*SHORT TASK*. Recast the items as a Markdown table with the columns Row and Line, starting with the line that contains "[segment] navy blue cap" and going on through the end of the items. Number each row and leave out blank lines.

(Rows from a dataset)
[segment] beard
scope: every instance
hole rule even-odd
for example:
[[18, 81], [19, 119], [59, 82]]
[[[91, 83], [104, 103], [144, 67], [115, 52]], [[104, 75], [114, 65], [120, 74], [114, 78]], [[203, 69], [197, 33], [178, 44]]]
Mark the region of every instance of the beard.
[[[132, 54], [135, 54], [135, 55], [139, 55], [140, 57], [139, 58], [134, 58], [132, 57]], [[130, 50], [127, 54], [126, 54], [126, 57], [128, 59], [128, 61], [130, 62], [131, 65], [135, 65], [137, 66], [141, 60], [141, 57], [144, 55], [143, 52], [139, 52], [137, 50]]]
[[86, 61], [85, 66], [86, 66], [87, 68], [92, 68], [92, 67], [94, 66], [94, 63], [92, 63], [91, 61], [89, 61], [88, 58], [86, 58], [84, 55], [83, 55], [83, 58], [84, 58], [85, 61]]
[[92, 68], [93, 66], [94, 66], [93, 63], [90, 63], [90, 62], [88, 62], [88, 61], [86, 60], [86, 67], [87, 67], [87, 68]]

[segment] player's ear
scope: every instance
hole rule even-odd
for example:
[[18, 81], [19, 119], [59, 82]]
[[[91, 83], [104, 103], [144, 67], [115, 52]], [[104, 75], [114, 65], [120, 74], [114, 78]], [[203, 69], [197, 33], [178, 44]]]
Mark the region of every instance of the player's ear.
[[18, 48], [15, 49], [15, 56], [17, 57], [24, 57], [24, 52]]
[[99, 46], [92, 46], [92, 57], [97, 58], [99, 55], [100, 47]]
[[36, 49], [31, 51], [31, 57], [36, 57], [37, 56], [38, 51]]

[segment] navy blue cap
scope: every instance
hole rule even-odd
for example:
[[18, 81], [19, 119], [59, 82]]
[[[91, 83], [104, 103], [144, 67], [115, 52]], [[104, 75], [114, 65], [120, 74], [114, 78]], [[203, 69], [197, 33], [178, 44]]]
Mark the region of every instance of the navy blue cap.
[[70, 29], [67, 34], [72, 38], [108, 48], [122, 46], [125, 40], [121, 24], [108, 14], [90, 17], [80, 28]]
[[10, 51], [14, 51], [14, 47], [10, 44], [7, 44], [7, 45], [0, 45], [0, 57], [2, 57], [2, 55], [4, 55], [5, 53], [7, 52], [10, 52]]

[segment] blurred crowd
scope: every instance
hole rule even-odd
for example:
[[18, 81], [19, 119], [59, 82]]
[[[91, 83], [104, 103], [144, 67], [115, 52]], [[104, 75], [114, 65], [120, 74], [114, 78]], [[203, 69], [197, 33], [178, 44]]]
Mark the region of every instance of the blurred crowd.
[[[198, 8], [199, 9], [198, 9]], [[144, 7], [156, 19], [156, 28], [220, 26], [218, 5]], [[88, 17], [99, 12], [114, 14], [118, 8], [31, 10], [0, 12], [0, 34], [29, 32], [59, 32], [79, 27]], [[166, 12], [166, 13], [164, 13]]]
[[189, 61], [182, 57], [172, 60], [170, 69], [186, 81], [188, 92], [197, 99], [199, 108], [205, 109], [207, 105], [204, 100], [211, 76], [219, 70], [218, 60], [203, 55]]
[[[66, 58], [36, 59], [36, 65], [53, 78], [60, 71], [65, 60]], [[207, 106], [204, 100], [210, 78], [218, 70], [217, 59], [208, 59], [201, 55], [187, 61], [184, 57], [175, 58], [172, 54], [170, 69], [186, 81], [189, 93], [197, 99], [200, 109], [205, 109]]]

*ANSWER TO THIS EXERCISE*.
| Row | Line |
|---|---|
| 1 | [segment] navy blue cap |
| 2 | scope: every instance |
| 3 | hole rule even-odd |
| 4 | for example: |
| 5 | [[18, 81], [19, 119], [59, 82]] |
| 6 | [[[91, 83], [104, 103], [144, 67], [115, 52]], [[104, 75], [114, 65], [120, 74], [114, 78]], [[203, 69], [197, 33], [178, 44]]] |
| 7 | Mark the region of every instance of the navy blue cap. |
| 8 | [[70, 29], [67, 34], [72, 38], [108, 48], [122, 46], [125, 40], [121, 24], [108, 14], [90, 17], [80, 28]] |
| 9 | [[10, 51], [14, 51], [14, 47], [10, 44], [7, 44], [7, 45], [0, 45], [0, 57], [2, 57], [2, 55], [4, 55], [5, 53], [7, 52], [10, 52]] |
| 10 | [segment] blurred crowd |
| 11 | scope: every instance |
| 12 | hole rule even-odd |
| 13 | for example: |
| 14 | [[18, 81], [19, 119], [59, 82]] |
| 15 | [[[91, 83], [104, 103], [144, 67], [115, 52]], [[104, 75], [114, 65], [120, 74], [114, 78]], [[203, 69], [197, 33], [178, 44]]] |
| 16 | Mark the region of every instance of the blurred crowd. |
| 17 | [[[198, 8], [199, 9], [198, 9]], [[144, 7], [156, 19], [156, 28], [220, 26], [218, 5]], [[88, 17], [99, 12], [114, 14], [118, 8], [31, 10], [0, 12], [0, 34], [29, 32], [59, 32], [79, 27]], [[166, 12], [166, 13], [164, 13]]] |
| 18 | [[189, 61], [182, 57], [172, 60], [170, 69], [186, 81], [188, 92], [197, 99], [199, 108], [205, 109], [207, 105], [204, 100], [211, 76], [219, 70], [218, 60], [203, 55]] |
| 19 | [[[66, 58], [36, 59], [36, 65], [53, 78], [60, 71], [65, 60]], [[207, 106], [204, 100], [210, 78], [218, 70], [217, 59], [208, 59], [201, 55], [187, 61], [184, 57], [175, 58], [172, 54], [170, 69], [186, 81], [189, 93], [197, 99], [200, 109], [205, 109]]] |